Aim of the task: Could the records below be restated word for word, without a single picture?

Supplied data:
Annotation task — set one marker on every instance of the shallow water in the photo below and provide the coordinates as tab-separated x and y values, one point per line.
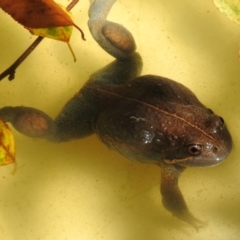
82	190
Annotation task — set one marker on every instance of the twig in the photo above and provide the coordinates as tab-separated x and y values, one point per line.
12	69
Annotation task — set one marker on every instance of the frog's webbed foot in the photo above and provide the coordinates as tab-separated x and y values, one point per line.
172	197
112	37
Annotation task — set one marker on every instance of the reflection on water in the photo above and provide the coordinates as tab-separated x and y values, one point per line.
81	189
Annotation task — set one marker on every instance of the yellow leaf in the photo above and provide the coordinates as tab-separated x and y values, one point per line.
7	145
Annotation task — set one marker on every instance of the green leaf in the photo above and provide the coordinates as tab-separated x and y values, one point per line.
229	7
7	145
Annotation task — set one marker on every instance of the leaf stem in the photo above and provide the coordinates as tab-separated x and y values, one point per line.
12	69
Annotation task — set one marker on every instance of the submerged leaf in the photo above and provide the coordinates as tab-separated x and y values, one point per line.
57	33
36	13
229	7
7	145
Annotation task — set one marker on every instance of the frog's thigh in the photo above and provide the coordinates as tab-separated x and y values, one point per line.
75	120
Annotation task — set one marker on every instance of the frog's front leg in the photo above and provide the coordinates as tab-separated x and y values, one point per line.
112	37
172	197
75	120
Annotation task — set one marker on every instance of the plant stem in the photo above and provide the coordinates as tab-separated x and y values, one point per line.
12	69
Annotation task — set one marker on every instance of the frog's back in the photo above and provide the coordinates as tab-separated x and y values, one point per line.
137	118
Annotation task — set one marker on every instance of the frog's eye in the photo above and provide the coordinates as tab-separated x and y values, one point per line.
194	149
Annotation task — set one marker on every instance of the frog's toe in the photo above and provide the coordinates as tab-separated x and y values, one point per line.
119	37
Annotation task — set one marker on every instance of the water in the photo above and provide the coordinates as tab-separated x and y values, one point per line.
80	189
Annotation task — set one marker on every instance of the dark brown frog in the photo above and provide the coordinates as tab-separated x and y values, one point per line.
148	119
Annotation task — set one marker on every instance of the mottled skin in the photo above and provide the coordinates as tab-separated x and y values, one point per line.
149	119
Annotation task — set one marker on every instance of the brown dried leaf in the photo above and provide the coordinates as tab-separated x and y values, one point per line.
36	13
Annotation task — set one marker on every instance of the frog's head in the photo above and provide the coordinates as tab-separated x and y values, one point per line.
209	147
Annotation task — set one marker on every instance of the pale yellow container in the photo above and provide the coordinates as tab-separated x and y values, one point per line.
82	190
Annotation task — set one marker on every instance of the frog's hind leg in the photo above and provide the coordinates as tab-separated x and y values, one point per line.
73	122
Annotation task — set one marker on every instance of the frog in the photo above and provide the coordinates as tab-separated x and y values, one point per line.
148	119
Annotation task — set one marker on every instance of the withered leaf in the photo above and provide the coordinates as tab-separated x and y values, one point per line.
36	13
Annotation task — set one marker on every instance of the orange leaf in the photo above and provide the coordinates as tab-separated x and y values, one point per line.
36	13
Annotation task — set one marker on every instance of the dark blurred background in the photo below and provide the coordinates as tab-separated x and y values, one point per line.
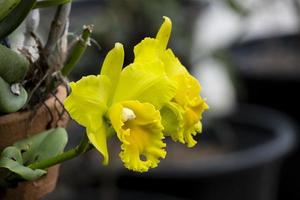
246	55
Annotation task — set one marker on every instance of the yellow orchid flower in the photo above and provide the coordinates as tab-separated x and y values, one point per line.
128	101
181	116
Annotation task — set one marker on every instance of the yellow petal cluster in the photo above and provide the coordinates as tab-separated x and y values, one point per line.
149	99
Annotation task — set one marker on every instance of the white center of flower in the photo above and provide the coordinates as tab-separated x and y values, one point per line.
127	114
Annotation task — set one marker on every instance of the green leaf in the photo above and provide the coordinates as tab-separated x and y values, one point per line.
42	146
11	21
13	66
10	102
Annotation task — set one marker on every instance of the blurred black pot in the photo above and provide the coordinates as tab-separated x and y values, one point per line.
270	73
237	158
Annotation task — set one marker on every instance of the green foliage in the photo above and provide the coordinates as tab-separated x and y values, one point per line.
10	102
11	21
13	66
15	159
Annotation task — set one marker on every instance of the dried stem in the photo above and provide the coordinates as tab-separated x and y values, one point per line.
58	32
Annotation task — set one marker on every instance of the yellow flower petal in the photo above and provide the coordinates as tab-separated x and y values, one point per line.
180	117
138	126
190	107
145	82
98	138
164	32
87	104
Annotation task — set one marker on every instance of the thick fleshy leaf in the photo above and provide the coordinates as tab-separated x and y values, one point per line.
43	146
145	82
138	126
87	102
113	64
16	158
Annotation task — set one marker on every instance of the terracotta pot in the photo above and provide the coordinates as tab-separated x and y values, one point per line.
20	125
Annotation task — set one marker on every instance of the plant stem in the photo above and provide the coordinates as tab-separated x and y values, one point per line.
57	30
49	3
83	147
78	50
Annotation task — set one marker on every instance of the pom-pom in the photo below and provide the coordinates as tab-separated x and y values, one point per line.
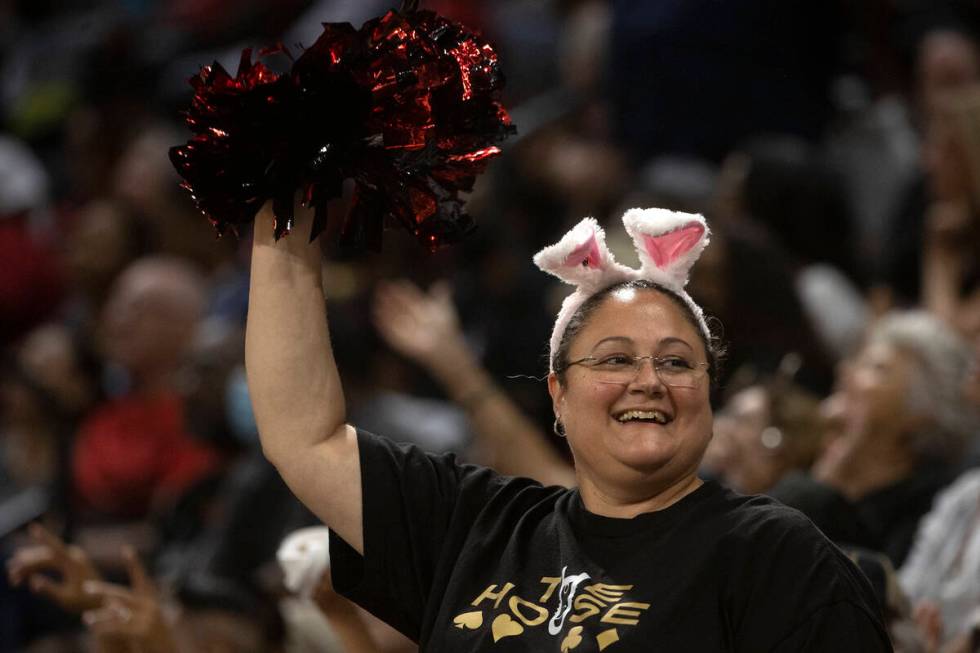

Solution to the problem:
Annotation task — set one marker on every instance of the shallow water in the photo below and provide the coordinates as tab-separated x and y values, one point per line.
82	190
Annotation task — set one marker on every instance of the twig in the photo above and provide the coordinates as tab-separated x and y values, one point per line.
12	69
Annotation task — set one marker on every instance of the frog's webbed foot in the photo above and provide the coordinates as tab-separated x and y values, one point per line.
172	197
112	37
Annotation task — set one marker on every instance of the reflection on water in the photo above and provide the coordinates as tab-separated x and y values, one point per line.
81	189
Annotation task — set one marker on every instance of the yellow leaf in the photo above and provide the coordinates as tab-separated x and y values, one point per line.
7	145
Annotation task — set one marker on every instance of the green leaf in the photo above and provide the coordinates as tab-separated x and y values, one point per line.
229	7
7	145
Annotation task — set one marker on every instance of the leaf stem in the photo above and provide the coordinates as tab-separated x and y values, one point per line.
12	69
Annotation task — set one marker on every instance of the submerged leaf in the photo above and provide the coordinates as tab-separated x and y values, one point per line.
57	33
36	13
229	7
7	145
Annotation task — set one marker on every instance of the frog's thigh in the photo above and provide the coordinates as tab-separated x and y values, one point per line.
75	120
Annotation task — set one marker on every instance of the frog's front leg in the photo above and provide the coordinates as tab-separated x and y values, one point per line.
112	37
172	197
75	120
Annotation task — set one marker on every instance of the plant stem in the photo above and provide the coordinates as tab-separated x and y values, one point per line.
12	69
Annotation task — set one marker on every instance of the frog's back in the photo above and provide the coordinates as tab-separated x and y values, one point per line.
137	118
Annotation task — set one marker on every instance of the frog's eye in the photo above and provide the coordinates as tab-separated x and y values, one point per line.
194	149
Annotation task — set one marker on every instance of the frog's toe in the photo above and provide the coordinates as tab-separated x and y values, one point per line.
119	37
Annotation task — set one marker on every instance of the water in the photo above and provide the coordinates as tab-separated x and y values, one point per line.
80	189
Annotation task — set one marker on every instance of the dark brown frog in the photo above and provide the coordinates as tab-separated x and y values, one point per line.
148	119
Annotation task — set one marker on every instance of the mottled skin in the photo above and provide the coordinates as tab-separated x and y values, one point per line.
149	119
Annotation task — set one marker on every instance of the brown dried leaf in the photo above and provide the coordinates as tab-separated x and y values, one point per line.
36	13
Annotation task — set one marker on every instance of the frog's head in the photo above and provide the coordinates as tab-separated x and y values, one point per line.
209	147
Annotation task — set one marker on every instance of the pale yellow container in the photo above and provide the coordinates as tab-separated x and y values, one point per line.
82	190
Annotation task — set one marker on every instance of the frog's hind leg in the photo above and provide the coordinates as tab-separated x and y values, one point per line.
73	122
Annotation task — set one marker on every instance of the frog in the photo above and provide the coordinates as tab-separated x and y values, one point per line.
148	119
Annotation task — set one marker on every instance of the withered leaf in the photo above and provide the coordinates as tab-separated x and y values, one point per line.
36	13
Annotation task — set one marker on every instance of the orange leaf in the photo above and provide the coordinates as tab-separated x and y values, one point per line.
36	13
Annotation task — set one marker on every instance of the dark blurred background in the photo below and provide the coordinates as tab-separated x and y values, one point per line.
246	55
Annotation task — set one marker on every instance of the yellow orchid flower in the photo above and provide the coordinates as tab-separated x and y values, one point per line.
128	101
181	116
Annotation task — set one marker on every instance of the yellow petal cluster in the photo above and provide the coordinates as tab-separated x and y values, one point per line.
149	99
Annotation task — set one marker on every instance of the white center of flower in the photo above and provide the coordinates as tab-separated x and y values, one point per line.
127	114
Annotation task — set one marker on every instance of the green leaf in the photo above and provide the coordinates as tab-separated x and y values, one point per line.
42	146
11	21
13	66
10	102
Annotation task — set one marker on every instance of the blurred black pot in the photo above and provide the coordinates as tab-separated x and y values, one point per line.
270	73
237	158
Annotation task — set one marker on every instance of the green foliage in the photo above and provide the coordinates as tab-separated x and y values, one point per line.
10	102
11	21
13	66
15	159
Annotation task — set one marker on every instance of the dried stem in the photo above and provide the coordinates as tab-separated x and y values, one point per line.
58	32
Annotation task — set one marker on every instance of the yellow flower petal in the photo above and provide the coordinates as tab-separated x and y values, one point per line.
180	117
138	126
190	107
145	82
98	138
164	32
87	104
Annotation task — set one marker on every instance of the thick fleshy leaf in the photo above and provide the coordinates as tab-separated x and y values, one point per line.
43	146
145	82
138	126
87	102
113	64
16	158
Annotation task — set one marker on every instance of the terracotta pot in the photo above and provide the coordinates as tab-separated x and y values, one point per line.
20	125
Annotation task — set one marker on every instance of the plant stem in the photo above and provide the coordinates as tab-separated x and y values, one point per line.
57	30
49	3
83	147
78	50
Annotation task — set one marker on every instance of the pom-pom in the photo below and provide the coordinates as tab-separated x and y values, one point per line.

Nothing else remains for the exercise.